_PROBLEM TO SOLVE_
Lines before the one containing "Each instance receives exactly one keypoint. Mark the night" are left out; copy that line and every later line through the end of the data exactly.

_RECORDS FOR THIS EXERCISE_
########################################
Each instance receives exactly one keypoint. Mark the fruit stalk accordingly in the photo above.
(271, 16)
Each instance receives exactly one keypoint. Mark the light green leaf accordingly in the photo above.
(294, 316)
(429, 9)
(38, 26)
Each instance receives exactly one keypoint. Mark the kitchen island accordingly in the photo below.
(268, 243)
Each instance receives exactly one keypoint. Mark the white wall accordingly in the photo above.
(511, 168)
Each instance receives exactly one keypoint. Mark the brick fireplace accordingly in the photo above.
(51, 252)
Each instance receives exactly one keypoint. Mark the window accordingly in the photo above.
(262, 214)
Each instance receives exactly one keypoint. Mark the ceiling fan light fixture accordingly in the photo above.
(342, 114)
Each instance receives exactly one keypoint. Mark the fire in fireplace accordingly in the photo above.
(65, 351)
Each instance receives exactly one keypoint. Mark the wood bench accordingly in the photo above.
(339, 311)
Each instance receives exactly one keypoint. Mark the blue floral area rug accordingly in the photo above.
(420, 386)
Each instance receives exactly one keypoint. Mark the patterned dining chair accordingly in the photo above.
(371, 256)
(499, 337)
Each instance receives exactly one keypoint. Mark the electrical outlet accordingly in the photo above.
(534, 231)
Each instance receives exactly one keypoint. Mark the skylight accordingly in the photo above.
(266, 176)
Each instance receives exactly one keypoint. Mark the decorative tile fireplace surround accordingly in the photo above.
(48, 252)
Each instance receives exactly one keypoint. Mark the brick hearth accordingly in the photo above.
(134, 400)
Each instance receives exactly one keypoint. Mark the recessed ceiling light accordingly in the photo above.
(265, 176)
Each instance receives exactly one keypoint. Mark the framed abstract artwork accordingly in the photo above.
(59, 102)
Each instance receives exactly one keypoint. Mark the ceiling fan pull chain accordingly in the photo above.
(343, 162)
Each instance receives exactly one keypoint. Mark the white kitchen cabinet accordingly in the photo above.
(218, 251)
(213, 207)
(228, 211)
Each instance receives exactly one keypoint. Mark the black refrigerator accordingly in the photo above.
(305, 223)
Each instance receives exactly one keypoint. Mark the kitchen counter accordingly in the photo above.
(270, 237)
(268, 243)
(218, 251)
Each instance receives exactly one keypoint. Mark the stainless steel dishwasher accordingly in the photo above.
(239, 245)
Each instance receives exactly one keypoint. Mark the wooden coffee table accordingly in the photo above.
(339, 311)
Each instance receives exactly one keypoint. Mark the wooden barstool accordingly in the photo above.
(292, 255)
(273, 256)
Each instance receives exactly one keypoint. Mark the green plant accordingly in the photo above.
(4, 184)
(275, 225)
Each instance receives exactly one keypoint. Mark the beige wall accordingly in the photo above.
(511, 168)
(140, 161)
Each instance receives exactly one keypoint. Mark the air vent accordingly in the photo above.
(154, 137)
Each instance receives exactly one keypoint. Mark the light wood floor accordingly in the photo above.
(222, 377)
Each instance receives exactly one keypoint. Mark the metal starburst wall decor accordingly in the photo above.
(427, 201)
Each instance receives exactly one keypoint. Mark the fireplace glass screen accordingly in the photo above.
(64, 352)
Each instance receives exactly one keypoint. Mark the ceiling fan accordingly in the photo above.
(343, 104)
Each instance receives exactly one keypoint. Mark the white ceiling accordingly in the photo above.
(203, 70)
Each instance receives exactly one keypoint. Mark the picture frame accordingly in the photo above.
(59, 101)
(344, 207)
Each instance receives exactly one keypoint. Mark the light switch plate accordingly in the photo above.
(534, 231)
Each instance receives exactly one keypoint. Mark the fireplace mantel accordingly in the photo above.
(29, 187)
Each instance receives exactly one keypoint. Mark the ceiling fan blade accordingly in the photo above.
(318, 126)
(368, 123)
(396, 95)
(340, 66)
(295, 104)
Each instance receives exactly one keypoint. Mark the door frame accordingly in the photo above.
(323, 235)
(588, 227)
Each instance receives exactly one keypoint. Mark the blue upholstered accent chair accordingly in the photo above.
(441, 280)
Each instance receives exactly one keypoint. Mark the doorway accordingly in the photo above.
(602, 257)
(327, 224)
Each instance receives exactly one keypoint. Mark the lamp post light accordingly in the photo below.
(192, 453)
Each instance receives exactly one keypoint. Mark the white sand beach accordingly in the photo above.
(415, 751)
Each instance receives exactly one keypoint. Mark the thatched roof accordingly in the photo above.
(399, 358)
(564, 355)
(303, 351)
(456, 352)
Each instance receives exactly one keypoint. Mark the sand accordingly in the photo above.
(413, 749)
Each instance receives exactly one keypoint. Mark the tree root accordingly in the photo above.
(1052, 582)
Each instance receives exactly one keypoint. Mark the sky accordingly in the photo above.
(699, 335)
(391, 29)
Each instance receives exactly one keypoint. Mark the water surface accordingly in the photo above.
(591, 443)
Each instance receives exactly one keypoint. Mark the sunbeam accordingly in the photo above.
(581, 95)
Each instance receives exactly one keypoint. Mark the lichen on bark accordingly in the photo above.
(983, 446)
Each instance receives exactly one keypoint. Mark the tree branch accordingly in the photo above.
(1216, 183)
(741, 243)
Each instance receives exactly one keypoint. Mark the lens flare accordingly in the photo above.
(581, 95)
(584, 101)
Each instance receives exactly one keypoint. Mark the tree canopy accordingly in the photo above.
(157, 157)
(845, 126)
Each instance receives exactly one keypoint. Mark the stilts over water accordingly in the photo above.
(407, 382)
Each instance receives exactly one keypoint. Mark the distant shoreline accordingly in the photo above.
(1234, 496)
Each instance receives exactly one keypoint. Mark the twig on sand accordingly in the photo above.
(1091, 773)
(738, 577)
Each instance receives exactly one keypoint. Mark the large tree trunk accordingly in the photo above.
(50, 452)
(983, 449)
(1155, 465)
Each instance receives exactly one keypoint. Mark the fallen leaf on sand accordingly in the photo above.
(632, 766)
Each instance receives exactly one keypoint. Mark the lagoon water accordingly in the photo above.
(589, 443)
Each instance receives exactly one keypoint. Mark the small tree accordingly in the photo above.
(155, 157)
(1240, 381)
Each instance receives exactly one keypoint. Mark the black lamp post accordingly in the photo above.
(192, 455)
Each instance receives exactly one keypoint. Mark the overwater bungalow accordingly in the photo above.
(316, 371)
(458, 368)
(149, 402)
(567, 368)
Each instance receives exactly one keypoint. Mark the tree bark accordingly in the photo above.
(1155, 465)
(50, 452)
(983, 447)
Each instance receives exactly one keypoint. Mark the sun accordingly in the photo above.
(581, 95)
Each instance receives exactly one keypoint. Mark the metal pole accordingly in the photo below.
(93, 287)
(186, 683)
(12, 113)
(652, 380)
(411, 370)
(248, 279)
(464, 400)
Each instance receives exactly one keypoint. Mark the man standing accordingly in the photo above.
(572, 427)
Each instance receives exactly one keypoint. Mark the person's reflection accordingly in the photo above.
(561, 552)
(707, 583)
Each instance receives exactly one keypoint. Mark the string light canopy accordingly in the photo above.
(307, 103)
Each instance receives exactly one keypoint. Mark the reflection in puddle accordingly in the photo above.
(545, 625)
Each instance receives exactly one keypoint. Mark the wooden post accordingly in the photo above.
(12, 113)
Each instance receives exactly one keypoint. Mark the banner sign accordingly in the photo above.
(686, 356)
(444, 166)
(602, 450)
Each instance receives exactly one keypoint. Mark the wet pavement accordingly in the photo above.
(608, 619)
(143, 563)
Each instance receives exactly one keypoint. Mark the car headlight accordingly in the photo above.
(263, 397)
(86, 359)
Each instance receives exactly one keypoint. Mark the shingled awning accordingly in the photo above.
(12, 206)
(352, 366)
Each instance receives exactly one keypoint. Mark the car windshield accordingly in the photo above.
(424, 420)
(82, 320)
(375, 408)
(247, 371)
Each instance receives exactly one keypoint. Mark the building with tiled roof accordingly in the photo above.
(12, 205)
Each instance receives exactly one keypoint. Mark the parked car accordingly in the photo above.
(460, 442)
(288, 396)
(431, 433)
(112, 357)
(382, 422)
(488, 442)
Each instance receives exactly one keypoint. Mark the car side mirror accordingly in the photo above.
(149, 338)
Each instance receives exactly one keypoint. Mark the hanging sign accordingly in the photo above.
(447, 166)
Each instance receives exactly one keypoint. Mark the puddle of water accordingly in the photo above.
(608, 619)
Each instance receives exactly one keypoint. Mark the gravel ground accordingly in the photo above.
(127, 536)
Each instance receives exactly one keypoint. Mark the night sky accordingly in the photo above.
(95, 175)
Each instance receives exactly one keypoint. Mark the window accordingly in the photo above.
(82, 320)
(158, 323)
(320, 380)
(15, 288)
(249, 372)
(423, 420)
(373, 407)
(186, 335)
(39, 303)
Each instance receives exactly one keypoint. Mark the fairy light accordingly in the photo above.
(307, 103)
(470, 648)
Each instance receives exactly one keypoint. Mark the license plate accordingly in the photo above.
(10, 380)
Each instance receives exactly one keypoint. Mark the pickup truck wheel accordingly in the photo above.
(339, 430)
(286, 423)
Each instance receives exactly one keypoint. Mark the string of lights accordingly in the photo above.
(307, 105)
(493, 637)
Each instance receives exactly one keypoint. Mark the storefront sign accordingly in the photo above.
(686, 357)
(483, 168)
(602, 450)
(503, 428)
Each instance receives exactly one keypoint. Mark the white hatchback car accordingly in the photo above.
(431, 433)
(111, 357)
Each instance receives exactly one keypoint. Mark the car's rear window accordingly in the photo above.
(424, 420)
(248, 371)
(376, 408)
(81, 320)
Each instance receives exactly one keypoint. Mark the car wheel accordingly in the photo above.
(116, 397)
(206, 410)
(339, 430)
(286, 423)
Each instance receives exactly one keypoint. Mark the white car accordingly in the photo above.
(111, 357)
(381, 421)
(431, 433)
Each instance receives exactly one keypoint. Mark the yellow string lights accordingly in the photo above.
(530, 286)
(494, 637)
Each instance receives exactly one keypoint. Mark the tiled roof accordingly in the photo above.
########################################
_ANSWER IN FULL_
Each instance receives exactly one keypoint. Mark the night sky accordingly in the photo above.
(95, 175)
Each instance receives exactly one keypoint. Mark the window accordingly in the photo above.
(82, 320)
(158, 323)
(320, 380)
(15, 288)
(249, 372)
(423, 420)
(373, 407)
(186, 335)
(39, 303)
Each instance receives exactly one keypoint. Mark the fairy light accordingly in the photo above.
(307, 103)
(470, 648)
Each instance receives exactly one keypoint. Mark the license plate accordingly in the photo above.
(10, 380)
Each instance receives exactly one keypoint. Mark the pickup truck wheel accordingly in the photo above.
(339, 430)
(286, 423)
Each instance receives exactly one keypoint. Mark the string of lights accordingly in the photo above.
(307, 105)
(493, 637)
Each instance receives exactly one keypoint. Mark the storefront sign accordingly in the photo above.
(686, 357)
(483, 168)
(602, 450)
(503, 428)
Each instance receives exactly one keypoint. Mark the white hatchback car accordingly in the photo above.
(431, 433)
(111, 357)
Each instance receives exactly one keypoint. Mark the car's rear window accordingly in the photo above.
(424, 420)
(248, 371)
(376, 408)
(81, 320)
Each instance receives exactly one keypoint. Mark the car wheel accordingly in the photo above.
(116, 397)
(206, 410)
(339, 430)
(286, 423)
Each instance receives exactly one keypoint. Mark the white car accordingly in the photo above.
(111, 357)
(381, 421)
(431, 433)
Each instance receives exactly one keypoint. Mark the yellow string lights accordingly in the photo above.
(530, 286)
(494, 637)
Each instance receives exactly one keypoint. Mark the tiled roof accordingly in the photo above.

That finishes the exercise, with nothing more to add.